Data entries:
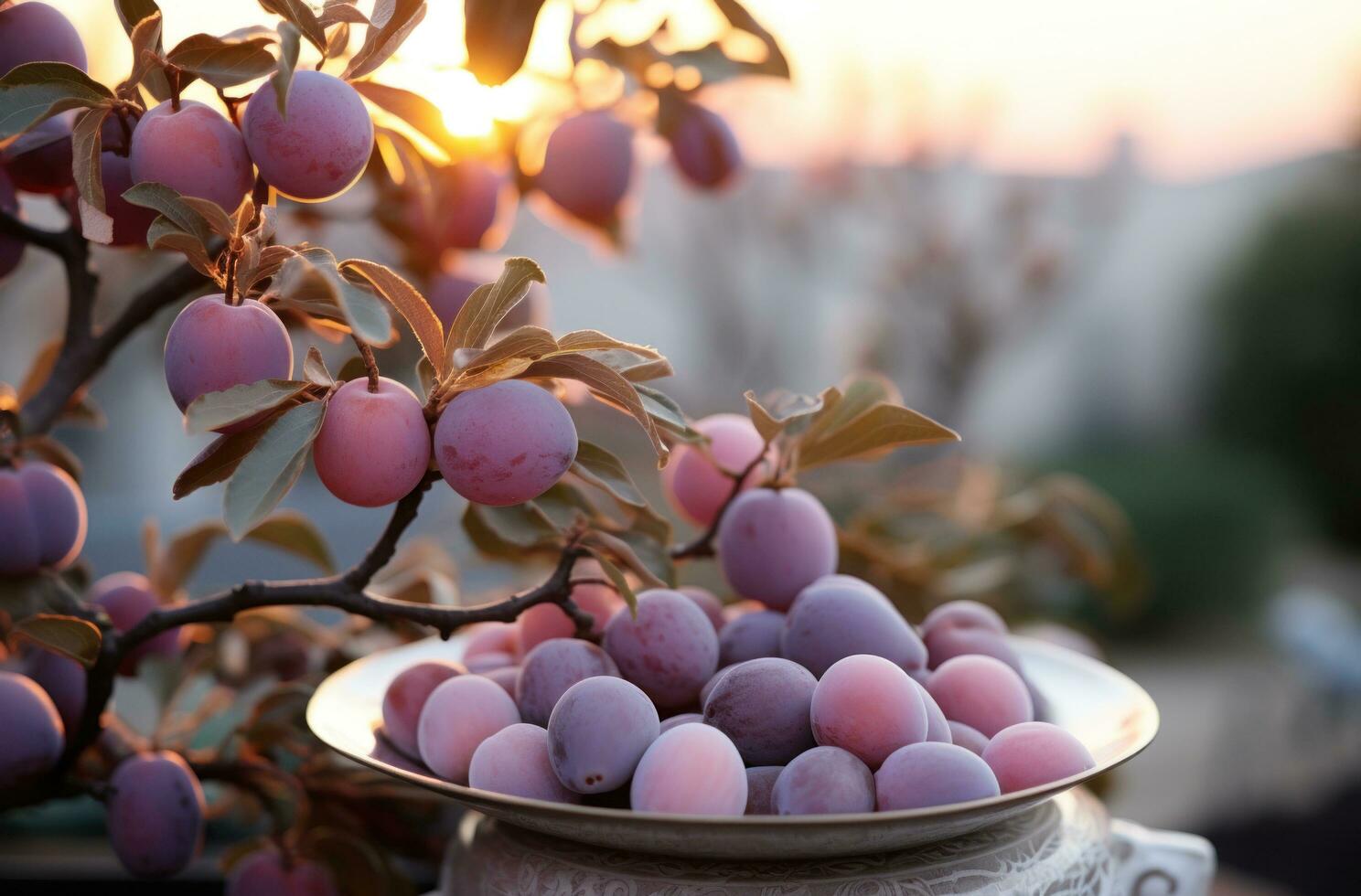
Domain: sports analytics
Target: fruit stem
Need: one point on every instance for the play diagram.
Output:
(370, 363)
(173, 75)
(229, 287)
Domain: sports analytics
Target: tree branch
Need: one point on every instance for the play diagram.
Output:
(55, 240)
(702, 544)
(345, 592)
(83, 352)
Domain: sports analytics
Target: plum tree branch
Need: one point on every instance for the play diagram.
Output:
(346, 592)
(702, 544)
(85, 352)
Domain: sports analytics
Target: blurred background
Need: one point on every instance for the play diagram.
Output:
(1119, 242)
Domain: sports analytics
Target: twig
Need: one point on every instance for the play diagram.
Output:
(702, 544)
(345, 592)
(370, 363)
(83, 352)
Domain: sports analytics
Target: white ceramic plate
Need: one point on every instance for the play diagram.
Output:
(1104, 709)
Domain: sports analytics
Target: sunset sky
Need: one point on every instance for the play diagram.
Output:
(1206, 87)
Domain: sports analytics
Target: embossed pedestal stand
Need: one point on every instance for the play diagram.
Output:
(1067, 846)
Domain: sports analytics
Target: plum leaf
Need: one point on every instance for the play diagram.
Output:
(409, 302)
(265, 475)
(605, 385)
(413, 109)
(218, 410)
(223, 454)
(34, 91)
(384, 37)
(282, 78)
(508, 532)
(872, 434)
(488, 304)
(497, 36)
(300, 16)
(67, 635)
(618, 580)
(223, 61)
(603, 469)
(86, 169)
(169, 203)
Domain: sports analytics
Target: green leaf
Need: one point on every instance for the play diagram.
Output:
(36, 91)
(181, 556)
(856, 396)
(509, 357)
(409, 302)
(784, 410)
(145, 48)
(618, 580)
(353, 368)
(220, 458)
(739, 18)
(55, 453)
(67, 635)
(413, 109)
(300, 16)
(426, 377)
(382, 41)
(338, 11)
(282, 79)
(878, 430)
(666, 412)
(565, 505)
(508, 532)
(497, 34)
(218, 410)
(24, 596)
(166, 236)
(223, 63)
(603, 469)
(85, 164)
(169, 203)
(309, 282)
(488, 306)
(131, 14)
(640, 555)
(605, 384)
(295, 533)
(270, 471)
(211, 214)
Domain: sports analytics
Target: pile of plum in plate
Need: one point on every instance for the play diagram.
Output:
(834, 706)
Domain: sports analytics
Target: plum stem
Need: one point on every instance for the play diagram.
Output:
(175, 72)
(370, 363)
(229, 284)
(702, 544)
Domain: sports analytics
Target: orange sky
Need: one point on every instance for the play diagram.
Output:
(1207, 87)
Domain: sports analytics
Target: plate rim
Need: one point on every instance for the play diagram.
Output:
(569, 811)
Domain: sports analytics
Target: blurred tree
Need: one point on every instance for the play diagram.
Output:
(1288, 328)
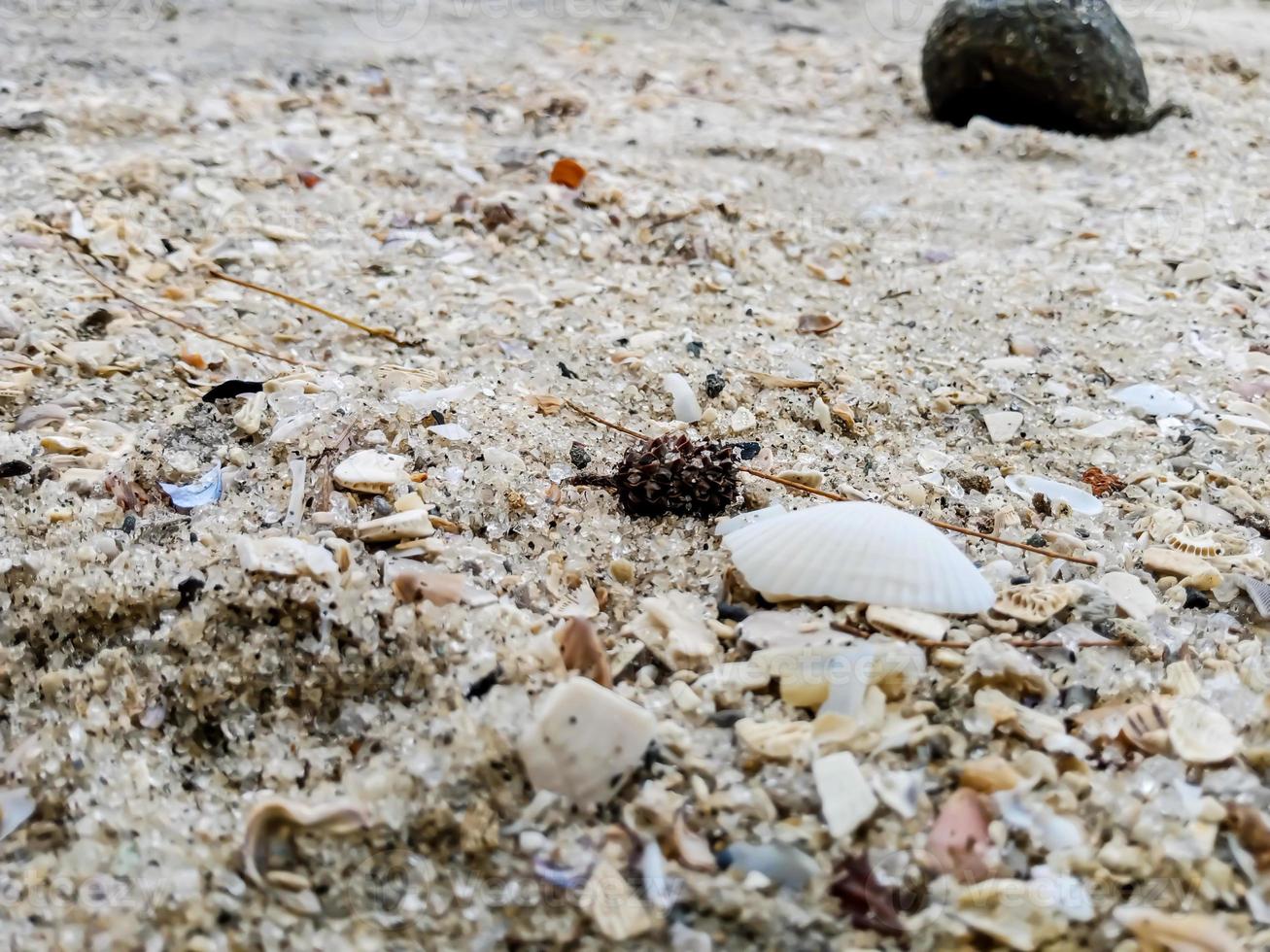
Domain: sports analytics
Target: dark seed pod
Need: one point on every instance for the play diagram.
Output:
(672, 475)
(1062, 65)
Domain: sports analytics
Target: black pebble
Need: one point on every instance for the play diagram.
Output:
(189, 589)
(1195, 599)
(1062, 65)
(230, 389)
(483, 686)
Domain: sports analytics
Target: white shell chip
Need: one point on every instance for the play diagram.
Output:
(586, 741)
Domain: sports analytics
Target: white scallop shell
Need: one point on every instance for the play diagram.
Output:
(857, 553)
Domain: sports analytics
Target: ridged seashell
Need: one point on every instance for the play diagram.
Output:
(586, 741)
(1034, 604)
(410, 525)
(1199, 733)
(776, 740)
(1258, 593)
(1204, 546)
(1189, 567)
(371, 471)
(857, 553)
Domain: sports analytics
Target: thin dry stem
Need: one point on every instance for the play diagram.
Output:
(375, 331)
(177, 322)
(846, 628)
(840, 497)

* Instructions to follow: Across all the entries, how many lines hold the string "plate"? Only the number is needed.

* Result for this task: 3